(Stored data entries)
# # # # #

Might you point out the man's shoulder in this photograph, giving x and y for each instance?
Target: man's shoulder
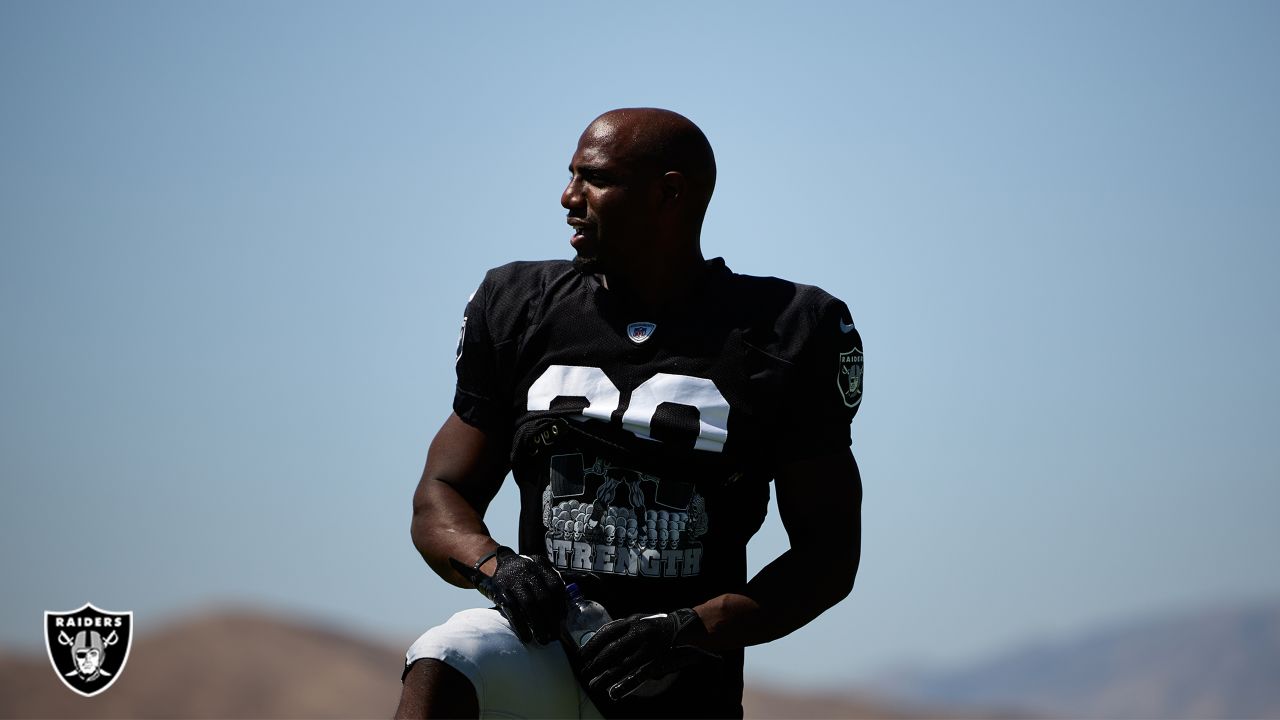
(768, 296)
(525, 279)
(529, 272)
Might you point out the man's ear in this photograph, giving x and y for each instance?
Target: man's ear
(673, 186)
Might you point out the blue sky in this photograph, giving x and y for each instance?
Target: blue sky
(238, 238)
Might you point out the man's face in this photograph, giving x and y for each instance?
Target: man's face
(87, 660)
(611, 201)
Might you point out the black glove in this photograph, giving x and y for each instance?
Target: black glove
(641, 654)
(528, 591)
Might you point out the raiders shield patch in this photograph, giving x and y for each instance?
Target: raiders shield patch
(88, 647)
(850, 378)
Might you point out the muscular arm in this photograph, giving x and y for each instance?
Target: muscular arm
(465, 468)
(818, 569)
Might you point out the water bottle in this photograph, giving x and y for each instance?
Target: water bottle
(584, 616)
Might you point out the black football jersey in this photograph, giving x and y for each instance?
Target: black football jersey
(644, 443)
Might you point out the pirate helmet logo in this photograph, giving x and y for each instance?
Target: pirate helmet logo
(88, 647)
(850, 378)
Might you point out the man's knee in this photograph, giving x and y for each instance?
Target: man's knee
(435, 689)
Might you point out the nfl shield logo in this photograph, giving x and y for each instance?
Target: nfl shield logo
(88, 647)
(640, 332)
(850, 378)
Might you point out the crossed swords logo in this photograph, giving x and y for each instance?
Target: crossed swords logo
(87, 650)
(88, 647)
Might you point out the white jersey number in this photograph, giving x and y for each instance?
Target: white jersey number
(603, 397)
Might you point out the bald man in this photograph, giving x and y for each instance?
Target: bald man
(643, 399)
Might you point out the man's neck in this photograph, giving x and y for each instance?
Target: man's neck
(661, 283)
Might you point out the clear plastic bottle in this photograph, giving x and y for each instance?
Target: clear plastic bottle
(584, 616)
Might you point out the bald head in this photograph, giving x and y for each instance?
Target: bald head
(661, 141)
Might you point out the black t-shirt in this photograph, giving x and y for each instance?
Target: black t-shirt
(643, 443)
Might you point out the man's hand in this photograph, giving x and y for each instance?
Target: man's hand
(528, 591)
(641, 654)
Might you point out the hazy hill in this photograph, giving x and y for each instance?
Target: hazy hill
(1214, 664)
(248, 665)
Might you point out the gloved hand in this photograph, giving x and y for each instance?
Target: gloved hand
(641, 654)
(528, 591)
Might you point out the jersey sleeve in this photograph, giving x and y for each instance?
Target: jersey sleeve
(828, 386)
(480, 397)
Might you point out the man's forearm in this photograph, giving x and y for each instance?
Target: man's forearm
(785, 596)
(447, 525)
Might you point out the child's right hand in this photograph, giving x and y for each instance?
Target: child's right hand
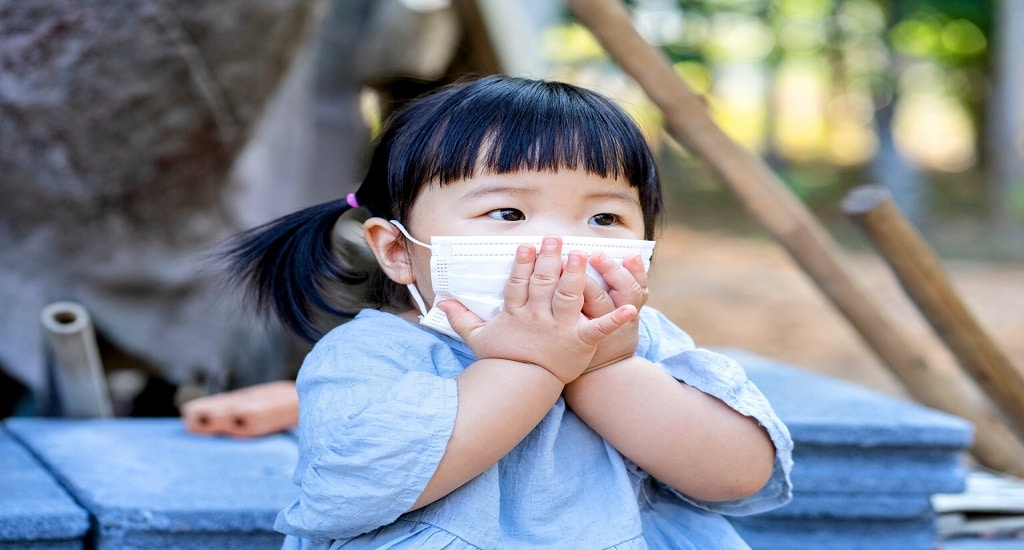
(542, 321)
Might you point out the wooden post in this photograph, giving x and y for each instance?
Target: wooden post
(790, 221)
(923, 279)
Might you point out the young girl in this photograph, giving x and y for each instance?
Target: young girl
(567, 416)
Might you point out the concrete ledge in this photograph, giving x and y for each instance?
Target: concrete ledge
(35, 511)
(865, 464)
(151, 484)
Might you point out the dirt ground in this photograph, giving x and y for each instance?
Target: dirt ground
(748, 293)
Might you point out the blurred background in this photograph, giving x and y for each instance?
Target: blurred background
(135, 135)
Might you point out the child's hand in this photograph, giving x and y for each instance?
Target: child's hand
(628, 286)
(542, 320)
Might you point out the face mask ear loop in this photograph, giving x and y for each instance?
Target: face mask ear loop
(418, 299)
(404, 231)
(412, 287)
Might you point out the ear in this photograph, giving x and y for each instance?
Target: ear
(388, 246)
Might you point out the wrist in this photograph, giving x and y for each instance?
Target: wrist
(609, 363)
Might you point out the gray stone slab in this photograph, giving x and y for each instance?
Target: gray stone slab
(828, 412)
(35, 511)
(767, 534)
(151, 484)
(889, 506)
(878, 470)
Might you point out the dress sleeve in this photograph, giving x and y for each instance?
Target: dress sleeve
(665, 344)
(373, 427)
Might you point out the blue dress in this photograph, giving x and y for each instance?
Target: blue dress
(377, 407)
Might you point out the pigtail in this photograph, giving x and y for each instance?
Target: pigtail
(287, 264)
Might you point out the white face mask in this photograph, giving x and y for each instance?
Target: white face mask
(474, 269)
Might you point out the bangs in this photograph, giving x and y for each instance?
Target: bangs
(501, 125)
(526, 125)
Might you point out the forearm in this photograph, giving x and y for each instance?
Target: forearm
(500, 402)
(682, 436)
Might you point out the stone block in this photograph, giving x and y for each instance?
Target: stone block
(36, 512)
(148, 483)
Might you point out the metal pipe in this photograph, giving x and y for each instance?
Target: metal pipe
(80, 380)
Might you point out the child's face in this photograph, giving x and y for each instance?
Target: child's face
(566, 203)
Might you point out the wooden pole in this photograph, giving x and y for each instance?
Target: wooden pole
(922, 277)
(775, 207)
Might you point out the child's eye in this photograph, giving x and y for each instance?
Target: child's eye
(507, 214)
(604, 219)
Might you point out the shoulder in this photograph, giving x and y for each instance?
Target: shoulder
(377, 342)
(659, 337)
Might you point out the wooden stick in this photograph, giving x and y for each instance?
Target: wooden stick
(775, 207)
(924, 280)
(249, 412)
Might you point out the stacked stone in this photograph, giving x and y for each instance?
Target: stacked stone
(35, 511)
(865, 464)
(148, 483)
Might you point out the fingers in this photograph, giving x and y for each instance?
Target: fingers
(596, 301)
(517, 288)
(568, 299)
(597, 329)
(627, 282)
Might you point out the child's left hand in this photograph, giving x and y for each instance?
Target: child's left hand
(628, 285)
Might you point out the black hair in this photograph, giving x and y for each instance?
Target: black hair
(496, 124)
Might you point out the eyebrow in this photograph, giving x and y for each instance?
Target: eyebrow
(484, 191)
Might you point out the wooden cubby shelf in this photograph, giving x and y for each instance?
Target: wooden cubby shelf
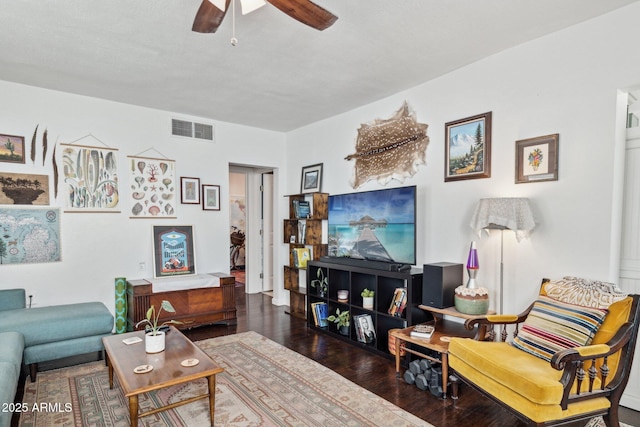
(355, 279)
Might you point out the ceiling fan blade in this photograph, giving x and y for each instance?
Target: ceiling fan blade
(306, 12)
(209, 17)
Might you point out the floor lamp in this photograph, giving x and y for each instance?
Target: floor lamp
(504, 213)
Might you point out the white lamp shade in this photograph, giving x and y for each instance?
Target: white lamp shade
(513, 213)
(248, 6)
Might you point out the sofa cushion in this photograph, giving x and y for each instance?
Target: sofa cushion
(518, 371)
(553, 325)
(57, 323)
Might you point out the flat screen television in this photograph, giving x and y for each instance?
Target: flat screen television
(378, 225)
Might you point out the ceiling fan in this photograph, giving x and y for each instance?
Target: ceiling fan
(212, 12)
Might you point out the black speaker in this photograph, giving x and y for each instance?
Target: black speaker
(439, 282)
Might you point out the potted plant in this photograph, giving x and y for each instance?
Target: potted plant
(367, 299)
(154, 337)
(321, 283)
(341, 319)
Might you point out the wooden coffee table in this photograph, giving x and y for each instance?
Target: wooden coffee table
(167, 371)
(439, 341)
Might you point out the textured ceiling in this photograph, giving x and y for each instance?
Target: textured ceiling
(282, 75)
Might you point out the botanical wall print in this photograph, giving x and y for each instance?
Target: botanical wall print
(389, 148)
(468, 148)
(537, 159)
(90, 178)
(210, 197)
(11, 148)
(24, 189)
(153, 187)
(29, 235)
(173, 253)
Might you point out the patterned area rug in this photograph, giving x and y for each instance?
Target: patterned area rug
(264, 384)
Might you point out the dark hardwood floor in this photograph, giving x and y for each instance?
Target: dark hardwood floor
(373, 372)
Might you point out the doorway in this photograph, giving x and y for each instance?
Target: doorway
(251, 227)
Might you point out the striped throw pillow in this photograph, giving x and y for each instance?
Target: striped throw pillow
(552, 326)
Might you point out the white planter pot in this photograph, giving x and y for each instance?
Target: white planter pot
(154, 343)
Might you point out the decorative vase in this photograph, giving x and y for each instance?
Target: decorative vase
(154, 343)
(367, 302)
(472, 299)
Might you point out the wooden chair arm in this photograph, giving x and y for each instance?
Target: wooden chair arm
(594, 351)
(571, 362)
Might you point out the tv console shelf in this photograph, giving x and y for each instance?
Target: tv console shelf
(354, 279)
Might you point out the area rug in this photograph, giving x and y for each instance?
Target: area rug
(264, 384)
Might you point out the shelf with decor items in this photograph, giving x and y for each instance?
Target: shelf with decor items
(305, 233)
(387, 286)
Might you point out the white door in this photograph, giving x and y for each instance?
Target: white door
(267, 231)
(630, 248)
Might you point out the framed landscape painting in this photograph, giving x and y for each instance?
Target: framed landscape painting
(11, 148)
(468, 150)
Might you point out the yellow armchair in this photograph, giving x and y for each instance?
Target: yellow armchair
(576, 383)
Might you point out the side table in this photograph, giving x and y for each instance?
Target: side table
(439, 341)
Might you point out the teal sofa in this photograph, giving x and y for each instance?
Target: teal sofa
(33, 335)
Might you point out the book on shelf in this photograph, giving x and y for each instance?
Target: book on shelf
(398, 302)
(320, 314)
(302, 209)
(302, 232)
(365, 330)
(301, 256)
(422, 331)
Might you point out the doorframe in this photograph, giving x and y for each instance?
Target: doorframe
(253, 246)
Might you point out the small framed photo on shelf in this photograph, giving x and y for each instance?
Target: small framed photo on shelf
(189, 191)
(210, 197)
(468, 150)
(537, 159)
(12, 149)
(311, 181)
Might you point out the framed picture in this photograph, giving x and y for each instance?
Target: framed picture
(189, 191)
(311, 178)
(468, 150)
(24, 189)
(173, 253)
(210, 197)
(537, 159)
(12, 149)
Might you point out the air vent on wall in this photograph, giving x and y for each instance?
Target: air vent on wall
(191, 129)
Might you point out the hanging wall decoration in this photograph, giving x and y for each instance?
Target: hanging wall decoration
(153, 187)
(29, 235)
(389, 149)
(90, 177)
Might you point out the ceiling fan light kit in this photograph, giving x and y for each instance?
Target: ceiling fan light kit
(212, 12)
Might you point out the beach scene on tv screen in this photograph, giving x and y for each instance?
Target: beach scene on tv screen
(374, 225)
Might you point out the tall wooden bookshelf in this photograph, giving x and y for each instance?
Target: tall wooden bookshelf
(308, 233)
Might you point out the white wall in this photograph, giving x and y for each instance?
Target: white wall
(97, 247)
(564, 83)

# # # # #

▶ [Task goal]: Rewrite everything from the line containing "Might you point out the white wall" down to the end of the records, swapping "white wall" for "gray wall" and keeping the rest unchanged.

▶ [Full output]:
Might you point out the gray wall in this photograph, giving x and y for each instance?
Target: gray wall
(97, 247)
(564, 83)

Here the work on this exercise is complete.